Aim of the exercise: Copy the entries below word for word, starting at the line that contains "Where can you see the windshield" and continuing through the last line of the entries, including both ends.

Task material:
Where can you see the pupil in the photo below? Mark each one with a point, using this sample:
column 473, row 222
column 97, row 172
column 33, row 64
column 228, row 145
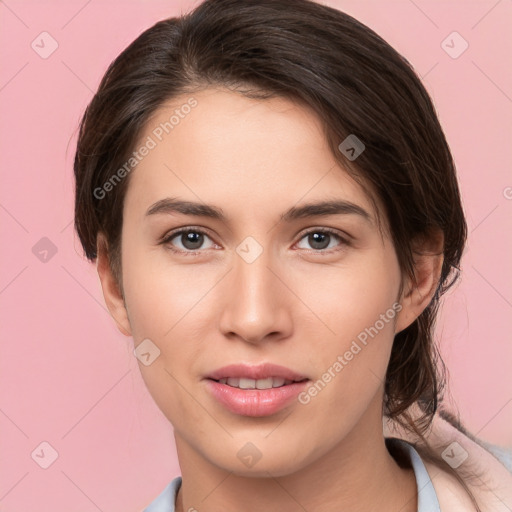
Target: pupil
column 319, row 238
column 192, row 238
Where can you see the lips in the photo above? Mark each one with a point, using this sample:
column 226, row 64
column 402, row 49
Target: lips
column 256, row 372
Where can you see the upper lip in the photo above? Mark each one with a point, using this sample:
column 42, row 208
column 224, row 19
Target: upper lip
column 261, row 371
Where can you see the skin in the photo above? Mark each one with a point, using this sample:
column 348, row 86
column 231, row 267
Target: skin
column 292, row 306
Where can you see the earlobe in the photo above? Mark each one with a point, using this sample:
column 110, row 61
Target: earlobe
column 111, row 293
column 419, row 291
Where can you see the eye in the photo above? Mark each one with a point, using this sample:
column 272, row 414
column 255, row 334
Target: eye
column 321, row 239
column 191, row 239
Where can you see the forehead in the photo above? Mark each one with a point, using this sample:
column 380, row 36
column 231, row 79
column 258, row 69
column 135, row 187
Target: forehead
column 220, row 147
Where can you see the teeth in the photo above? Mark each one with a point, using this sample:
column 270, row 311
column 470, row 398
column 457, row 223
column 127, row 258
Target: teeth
column 243, row 383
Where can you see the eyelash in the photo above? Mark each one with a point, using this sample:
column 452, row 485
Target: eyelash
column 192, row 229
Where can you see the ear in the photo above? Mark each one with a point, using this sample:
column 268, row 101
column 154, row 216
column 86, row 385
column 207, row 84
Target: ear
column 113, row 297
column 418, row 291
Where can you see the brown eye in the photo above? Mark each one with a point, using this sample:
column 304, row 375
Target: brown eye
column 321, row 239
column 190, row 240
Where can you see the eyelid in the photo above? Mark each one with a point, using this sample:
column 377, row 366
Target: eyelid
column 344, row 238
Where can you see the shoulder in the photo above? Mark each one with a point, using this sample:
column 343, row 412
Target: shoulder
column 488, row 479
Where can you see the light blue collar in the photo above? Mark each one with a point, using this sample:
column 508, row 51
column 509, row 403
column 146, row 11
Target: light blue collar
column 427, row 497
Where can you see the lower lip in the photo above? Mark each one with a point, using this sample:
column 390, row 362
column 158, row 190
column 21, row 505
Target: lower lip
column 255, row 402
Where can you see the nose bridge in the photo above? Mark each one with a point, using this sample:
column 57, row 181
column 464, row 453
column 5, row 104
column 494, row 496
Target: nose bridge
column 254, row 303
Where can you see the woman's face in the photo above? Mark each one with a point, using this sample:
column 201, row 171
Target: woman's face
column 263, row 284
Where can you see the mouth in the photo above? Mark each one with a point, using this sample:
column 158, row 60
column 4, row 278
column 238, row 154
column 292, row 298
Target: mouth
column 249, row 390
column 252, row 384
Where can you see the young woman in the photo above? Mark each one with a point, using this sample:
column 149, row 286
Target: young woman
column 275, row 214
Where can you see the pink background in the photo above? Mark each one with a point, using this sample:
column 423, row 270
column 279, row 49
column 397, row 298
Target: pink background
column 70, row 379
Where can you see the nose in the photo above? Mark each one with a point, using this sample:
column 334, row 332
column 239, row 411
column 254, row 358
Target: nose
column 256, row 305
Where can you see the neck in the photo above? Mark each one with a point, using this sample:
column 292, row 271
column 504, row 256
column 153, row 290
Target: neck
column 356, row 475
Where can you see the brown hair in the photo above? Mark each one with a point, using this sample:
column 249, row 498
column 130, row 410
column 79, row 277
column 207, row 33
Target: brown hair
column 355, row 82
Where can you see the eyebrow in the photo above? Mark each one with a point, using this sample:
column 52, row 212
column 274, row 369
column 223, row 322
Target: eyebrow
column 321, row 208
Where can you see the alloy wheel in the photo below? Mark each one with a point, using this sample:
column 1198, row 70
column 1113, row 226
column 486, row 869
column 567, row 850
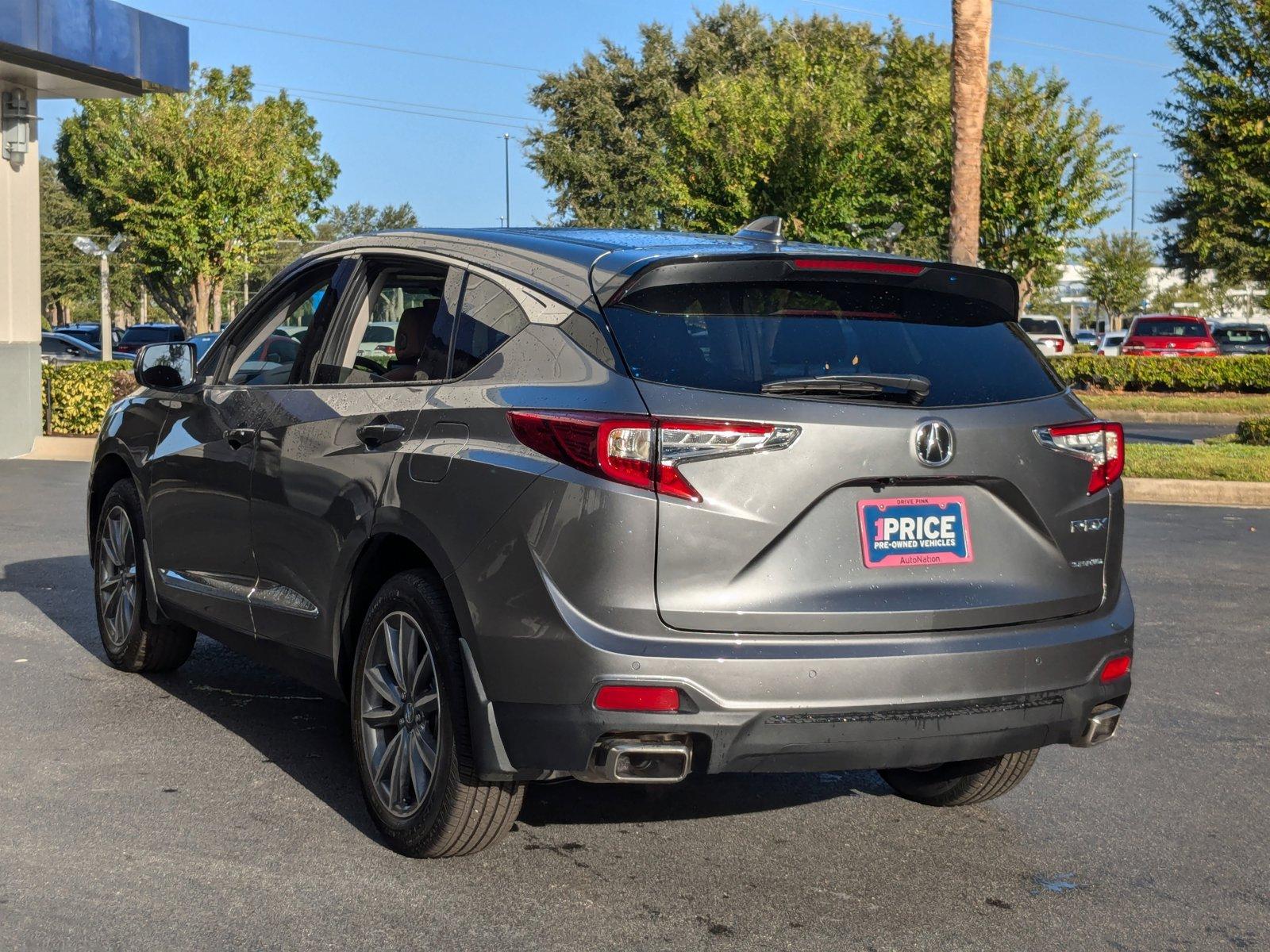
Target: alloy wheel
column 117, row 577
column 400, row 715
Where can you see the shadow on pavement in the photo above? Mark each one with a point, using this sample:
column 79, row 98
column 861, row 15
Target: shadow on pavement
column 573, row 803
column 295, row 727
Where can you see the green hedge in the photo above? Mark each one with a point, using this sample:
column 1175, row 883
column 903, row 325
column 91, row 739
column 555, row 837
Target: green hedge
column 78, row 395
column 1241, row 374
column 1255, row 432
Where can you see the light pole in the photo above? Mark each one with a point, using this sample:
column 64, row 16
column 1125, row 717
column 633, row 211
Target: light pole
column 1133, row 194
column 90, row 248
column 507, row 179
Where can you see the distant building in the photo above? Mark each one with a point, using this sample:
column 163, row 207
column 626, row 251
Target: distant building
column 57, row 50
column 1071, row 283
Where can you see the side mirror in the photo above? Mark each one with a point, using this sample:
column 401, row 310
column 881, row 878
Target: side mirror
column 165, row 366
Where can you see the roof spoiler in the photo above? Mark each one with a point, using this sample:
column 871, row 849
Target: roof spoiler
column 770, row 228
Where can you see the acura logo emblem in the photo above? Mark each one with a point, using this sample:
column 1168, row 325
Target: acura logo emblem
column 933, row 443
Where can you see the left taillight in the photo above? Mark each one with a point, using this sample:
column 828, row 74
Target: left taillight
column 641, row 451
column 1100, row 443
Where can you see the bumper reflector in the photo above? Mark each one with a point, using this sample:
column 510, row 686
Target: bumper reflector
column 1115, row 668
column 637, row 697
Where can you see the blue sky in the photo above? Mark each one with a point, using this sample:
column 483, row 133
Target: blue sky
column 452, row 171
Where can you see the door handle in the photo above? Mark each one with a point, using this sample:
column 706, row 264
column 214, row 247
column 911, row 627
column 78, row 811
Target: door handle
column 378, row 435
column 239, row 437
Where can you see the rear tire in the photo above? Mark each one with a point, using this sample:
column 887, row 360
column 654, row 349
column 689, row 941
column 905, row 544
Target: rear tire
column 133, row 643
column 410, row 734
column 962, row 782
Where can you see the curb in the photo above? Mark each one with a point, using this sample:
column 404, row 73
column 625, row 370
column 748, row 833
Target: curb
column 1229, row 493
column 78, row 450
column 1179, row 416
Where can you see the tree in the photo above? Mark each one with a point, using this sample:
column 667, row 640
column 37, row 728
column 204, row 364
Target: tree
column 791, row 139
column 1115, row 273
column 361, row 219
column 1051, row 171
column 972, row 25
column 67, row 276
column 1218, row 125
column 837, row 127
column 606, row 150
column 201, row 183
column 1210, row 298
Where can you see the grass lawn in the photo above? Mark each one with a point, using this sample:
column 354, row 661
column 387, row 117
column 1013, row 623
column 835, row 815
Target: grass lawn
column 1217, row 460
column 1241, row 404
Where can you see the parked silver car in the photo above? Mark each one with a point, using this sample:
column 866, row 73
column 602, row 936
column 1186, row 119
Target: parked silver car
column 629, row 505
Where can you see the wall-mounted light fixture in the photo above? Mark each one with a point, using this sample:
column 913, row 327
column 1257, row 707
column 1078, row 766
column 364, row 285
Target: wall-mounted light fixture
column 17, row 122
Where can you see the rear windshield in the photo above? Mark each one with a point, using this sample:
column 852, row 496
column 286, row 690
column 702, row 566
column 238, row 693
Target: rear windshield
column 148, row 336
column 738, row 336
column 1041, row 325
column 1165, row 328
column 1242, row 336
column 90, row 336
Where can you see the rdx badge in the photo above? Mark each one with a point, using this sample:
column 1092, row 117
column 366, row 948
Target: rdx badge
column 1089, row 524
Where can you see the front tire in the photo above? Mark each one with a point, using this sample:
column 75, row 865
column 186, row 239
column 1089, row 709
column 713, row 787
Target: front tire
column 962, row 782
column 131, row 640
column 410, row 736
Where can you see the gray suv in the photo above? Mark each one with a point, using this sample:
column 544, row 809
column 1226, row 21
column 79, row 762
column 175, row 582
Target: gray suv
column 628, row 507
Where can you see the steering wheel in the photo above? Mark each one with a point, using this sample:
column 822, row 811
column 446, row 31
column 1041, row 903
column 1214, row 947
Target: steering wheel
column 365, row 363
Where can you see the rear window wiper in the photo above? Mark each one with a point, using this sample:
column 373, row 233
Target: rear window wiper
column 852, row 385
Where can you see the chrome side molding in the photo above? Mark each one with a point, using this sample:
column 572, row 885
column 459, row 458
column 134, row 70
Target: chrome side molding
column 241, row 588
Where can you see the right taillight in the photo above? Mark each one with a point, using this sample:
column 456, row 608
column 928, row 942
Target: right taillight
column 1100, row 443
column 641, row 451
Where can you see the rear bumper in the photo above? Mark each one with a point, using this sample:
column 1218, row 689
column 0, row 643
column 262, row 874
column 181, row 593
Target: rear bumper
column 836, row 702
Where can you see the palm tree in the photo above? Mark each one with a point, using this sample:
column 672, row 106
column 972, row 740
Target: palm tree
column 972, row 25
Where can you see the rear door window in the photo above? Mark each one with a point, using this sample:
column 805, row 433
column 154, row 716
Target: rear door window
column 741, row 336
column 487, row 317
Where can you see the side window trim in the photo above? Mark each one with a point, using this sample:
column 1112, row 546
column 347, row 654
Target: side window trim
column 502, row 285
column 266, row 310
column 342, row 323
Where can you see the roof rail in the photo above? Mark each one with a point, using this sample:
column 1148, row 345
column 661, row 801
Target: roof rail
column 770, row 228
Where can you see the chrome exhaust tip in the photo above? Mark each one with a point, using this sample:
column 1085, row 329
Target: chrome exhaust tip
column 639, row 761
column 1102, row 727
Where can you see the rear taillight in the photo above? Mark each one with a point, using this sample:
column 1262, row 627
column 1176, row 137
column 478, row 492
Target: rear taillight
column 849, row 264
column 1100, row 443
column 641, row 451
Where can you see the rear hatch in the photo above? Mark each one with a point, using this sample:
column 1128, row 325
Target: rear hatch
column 906, row 486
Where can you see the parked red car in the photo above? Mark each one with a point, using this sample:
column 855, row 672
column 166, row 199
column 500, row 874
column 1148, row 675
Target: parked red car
column 1168, row 336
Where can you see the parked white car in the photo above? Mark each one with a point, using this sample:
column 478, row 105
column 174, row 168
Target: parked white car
column 1111, row 342
column 1048, row 333
column 380, row 338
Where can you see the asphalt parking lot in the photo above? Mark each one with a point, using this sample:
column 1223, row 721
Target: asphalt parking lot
column 217, row 806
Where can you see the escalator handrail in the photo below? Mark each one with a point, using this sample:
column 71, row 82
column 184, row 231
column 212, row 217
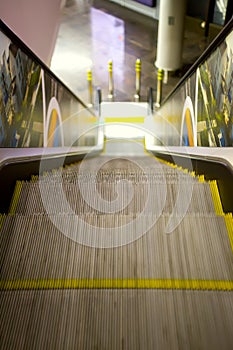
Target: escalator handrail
column 210, row 49
column 16, row 40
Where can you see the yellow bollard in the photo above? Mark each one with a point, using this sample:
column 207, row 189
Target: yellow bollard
column 110, row 81
column 90, row 89
column 159, row 87
column 138, row 80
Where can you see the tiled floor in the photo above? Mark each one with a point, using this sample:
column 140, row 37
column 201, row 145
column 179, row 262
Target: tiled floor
column 93, row 32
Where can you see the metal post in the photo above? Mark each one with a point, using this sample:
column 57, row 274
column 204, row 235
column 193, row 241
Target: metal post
column 110, row 81
column 90, row 89
column 159, row 87
column 138, row 80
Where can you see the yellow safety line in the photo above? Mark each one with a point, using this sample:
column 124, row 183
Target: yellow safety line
column 124, row 120
column 216, row 197
column 15, row 197
column 41, row 284
column 229, row 225
column 2, row 218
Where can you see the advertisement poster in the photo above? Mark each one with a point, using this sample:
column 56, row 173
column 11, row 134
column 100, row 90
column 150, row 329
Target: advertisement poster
column 36, row 109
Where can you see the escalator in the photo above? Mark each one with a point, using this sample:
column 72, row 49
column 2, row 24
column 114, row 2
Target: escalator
column 115, row 251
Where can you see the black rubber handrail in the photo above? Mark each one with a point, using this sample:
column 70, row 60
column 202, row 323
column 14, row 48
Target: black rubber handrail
column 210, row 49
column 16, row 40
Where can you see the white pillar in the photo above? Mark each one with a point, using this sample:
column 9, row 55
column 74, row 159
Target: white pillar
column 170, row 34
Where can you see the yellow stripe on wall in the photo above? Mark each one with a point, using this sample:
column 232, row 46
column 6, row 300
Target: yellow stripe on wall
column 139, row 120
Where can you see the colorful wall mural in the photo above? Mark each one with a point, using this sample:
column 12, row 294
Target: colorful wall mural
column 36, row 109
column 200, row 112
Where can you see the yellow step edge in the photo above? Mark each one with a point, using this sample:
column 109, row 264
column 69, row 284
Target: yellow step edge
column 2, row 218
column 216, row 197
column 229, row 225
column 177, row 284
column 15, row 197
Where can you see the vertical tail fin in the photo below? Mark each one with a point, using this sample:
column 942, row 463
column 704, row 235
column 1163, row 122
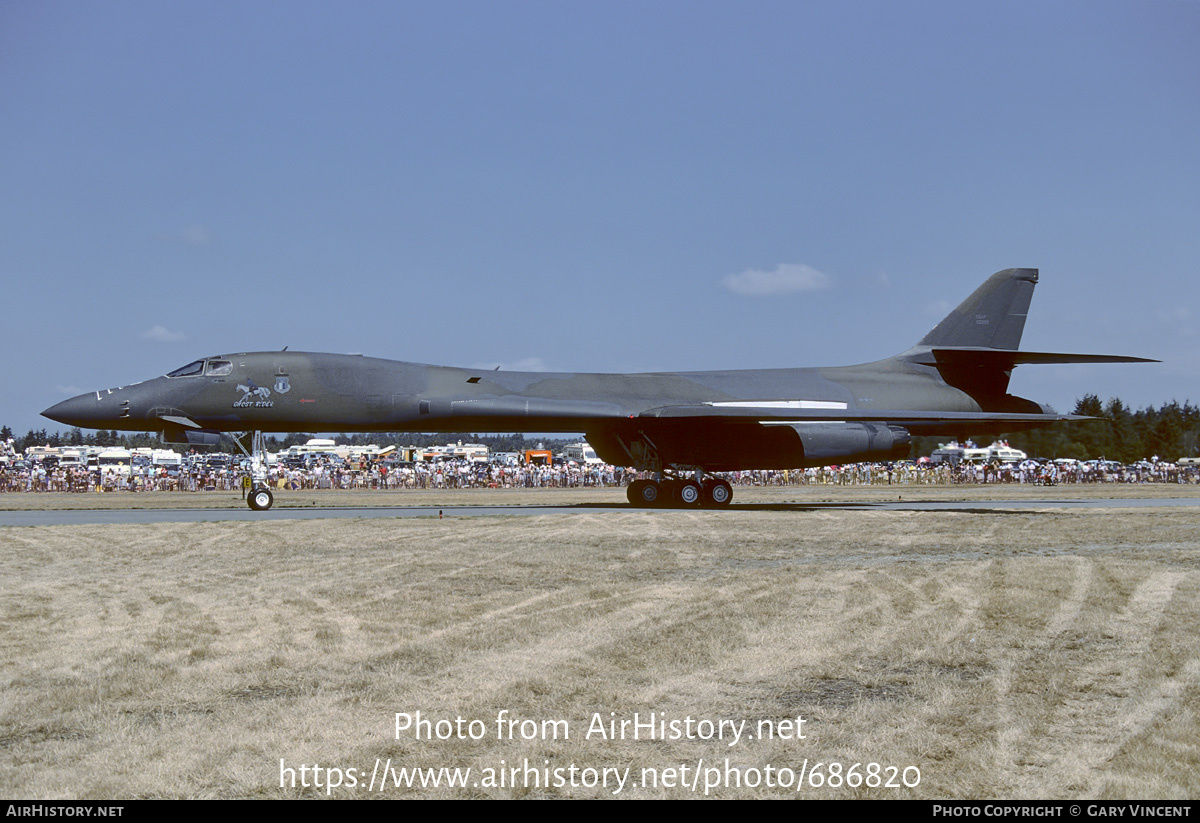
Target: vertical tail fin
column 994, row 314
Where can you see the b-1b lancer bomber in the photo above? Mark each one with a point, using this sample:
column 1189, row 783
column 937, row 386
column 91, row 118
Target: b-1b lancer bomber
column 682, row 427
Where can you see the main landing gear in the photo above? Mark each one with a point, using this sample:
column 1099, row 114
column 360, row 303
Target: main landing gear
column 681, row 493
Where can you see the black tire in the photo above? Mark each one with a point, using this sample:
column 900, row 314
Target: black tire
column 261, row 498
column 718, row 493
column 643, row 493
column 688, row 493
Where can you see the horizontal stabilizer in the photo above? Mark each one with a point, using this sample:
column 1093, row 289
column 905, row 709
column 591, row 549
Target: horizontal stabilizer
column 971, row 355
column 773, row 413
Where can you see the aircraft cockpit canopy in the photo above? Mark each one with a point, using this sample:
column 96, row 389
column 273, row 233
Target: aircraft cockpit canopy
column 209, row 367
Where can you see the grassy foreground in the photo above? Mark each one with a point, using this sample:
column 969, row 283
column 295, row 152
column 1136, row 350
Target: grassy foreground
column 1003, row 654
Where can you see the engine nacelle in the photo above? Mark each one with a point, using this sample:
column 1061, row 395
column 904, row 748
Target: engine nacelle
column 826, row 444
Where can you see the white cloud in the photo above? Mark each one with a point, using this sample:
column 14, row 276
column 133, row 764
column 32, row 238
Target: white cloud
column 163, row 335
column 785, row 278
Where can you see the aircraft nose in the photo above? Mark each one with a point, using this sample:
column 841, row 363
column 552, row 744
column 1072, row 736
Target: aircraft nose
column 84, row 412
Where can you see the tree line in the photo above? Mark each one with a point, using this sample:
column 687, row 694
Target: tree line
column 1170, row 431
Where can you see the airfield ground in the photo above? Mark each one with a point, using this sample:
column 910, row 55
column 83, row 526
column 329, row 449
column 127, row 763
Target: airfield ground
column 1032, row 653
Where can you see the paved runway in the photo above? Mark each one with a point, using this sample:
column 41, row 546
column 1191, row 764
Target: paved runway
column 137, row 516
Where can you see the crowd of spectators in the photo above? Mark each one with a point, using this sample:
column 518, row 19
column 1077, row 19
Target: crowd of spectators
column 41, row 476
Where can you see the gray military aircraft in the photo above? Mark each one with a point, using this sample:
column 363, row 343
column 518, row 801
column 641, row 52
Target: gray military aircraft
column 681, row 426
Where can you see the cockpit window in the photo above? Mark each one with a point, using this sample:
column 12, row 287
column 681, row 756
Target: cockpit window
column 190, row 370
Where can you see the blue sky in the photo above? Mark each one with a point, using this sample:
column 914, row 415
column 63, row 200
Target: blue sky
column 593, row 186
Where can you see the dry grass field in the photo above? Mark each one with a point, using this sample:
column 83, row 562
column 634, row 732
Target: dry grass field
column 1001, row 654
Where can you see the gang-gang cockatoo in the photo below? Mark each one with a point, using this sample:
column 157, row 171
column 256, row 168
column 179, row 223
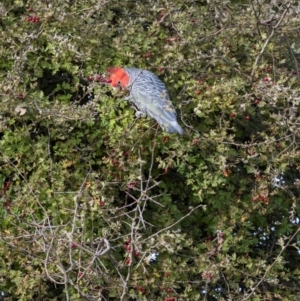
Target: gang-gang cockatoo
column 148, row 93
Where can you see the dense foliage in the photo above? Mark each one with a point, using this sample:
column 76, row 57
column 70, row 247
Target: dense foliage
column 98, row 205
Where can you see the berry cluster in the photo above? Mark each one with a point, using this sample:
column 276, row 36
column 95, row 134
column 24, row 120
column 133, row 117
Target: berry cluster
column 99, row 78
column 261, row 198
column 33, row 19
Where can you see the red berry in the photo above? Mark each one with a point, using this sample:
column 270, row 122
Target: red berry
column 35, row 19
column 127, row 261
column 132, row 184
column 75, row 245
column 80, row 274
column 7, row 185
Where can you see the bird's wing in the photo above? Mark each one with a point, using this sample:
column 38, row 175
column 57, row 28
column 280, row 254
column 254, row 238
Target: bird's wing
column 155, row 103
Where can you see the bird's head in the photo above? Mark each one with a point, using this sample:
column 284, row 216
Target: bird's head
column 117, row 77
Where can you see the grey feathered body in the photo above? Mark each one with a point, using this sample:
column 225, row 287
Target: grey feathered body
column 150, row 96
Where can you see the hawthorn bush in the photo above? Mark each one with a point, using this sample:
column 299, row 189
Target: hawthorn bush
column 96, row 205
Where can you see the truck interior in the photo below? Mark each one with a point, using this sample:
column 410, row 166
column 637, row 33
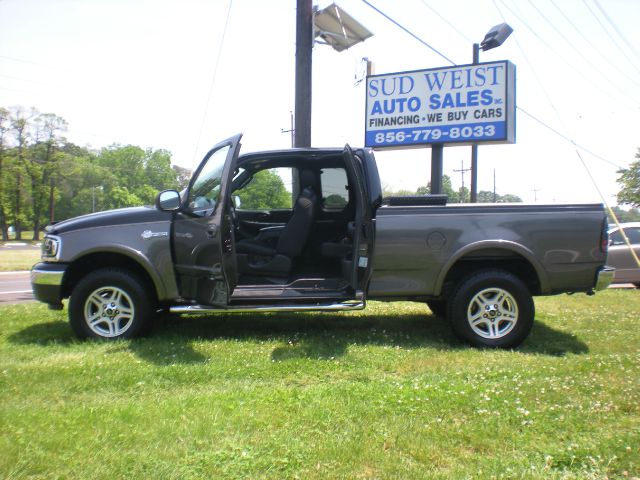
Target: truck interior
column 293, row 220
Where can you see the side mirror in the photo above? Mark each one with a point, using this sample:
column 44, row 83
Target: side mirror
column 168, row 201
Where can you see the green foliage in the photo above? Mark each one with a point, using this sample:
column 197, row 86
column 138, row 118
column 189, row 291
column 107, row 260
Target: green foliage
column 629, row 180
column 631, row 215
column 45, row 178
column 460, row 196
column 266, row 191
column 385, row 393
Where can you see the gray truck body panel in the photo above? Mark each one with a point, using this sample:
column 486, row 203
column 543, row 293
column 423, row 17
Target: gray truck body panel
column 417, row 246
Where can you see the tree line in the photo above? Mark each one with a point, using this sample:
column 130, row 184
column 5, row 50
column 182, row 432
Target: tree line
column 461, row 195
column 46, row 178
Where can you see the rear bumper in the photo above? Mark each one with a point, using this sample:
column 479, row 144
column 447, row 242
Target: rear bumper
column 46, row 282
column 604, row 278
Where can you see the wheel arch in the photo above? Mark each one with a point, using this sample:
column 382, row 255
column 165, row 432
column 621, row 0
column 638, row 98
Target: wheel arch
column 113, row 258
column 493, row 254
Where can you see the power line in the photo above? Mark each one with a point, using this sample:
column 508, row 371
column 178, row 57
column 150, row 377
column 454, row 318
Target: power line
column 564, row 60
column 406, row 30
column 568, row 139
column 615, row 27
column 213, row 81
column 585, row 58
column 613, row 40
column 561, row 135
column 594, row 47
column 434, row 11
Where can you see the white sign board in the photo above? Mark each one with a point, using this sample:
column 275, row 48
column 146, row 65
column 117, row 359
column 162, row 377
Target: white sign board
column 455, row 105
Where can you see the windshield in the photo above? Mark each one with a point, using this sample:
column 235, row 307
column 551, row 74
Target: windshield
column 205, row 191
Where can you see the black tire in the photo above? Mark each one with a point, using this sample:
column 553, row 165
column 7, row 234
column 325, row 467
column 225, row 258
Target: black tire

Expected answer:
Where can you see the windshield in the photo above? Mark each one with a point, using this sample:
column 235, row 307
column 551, row 74
Target: windshield
column 205, row 191
Where can you see the black tire in the photo above? Mark each one with a point, using this sample:
column 553, row 165
column 7, row 234
column 325, row 467
column 225, row 258
Target: black tire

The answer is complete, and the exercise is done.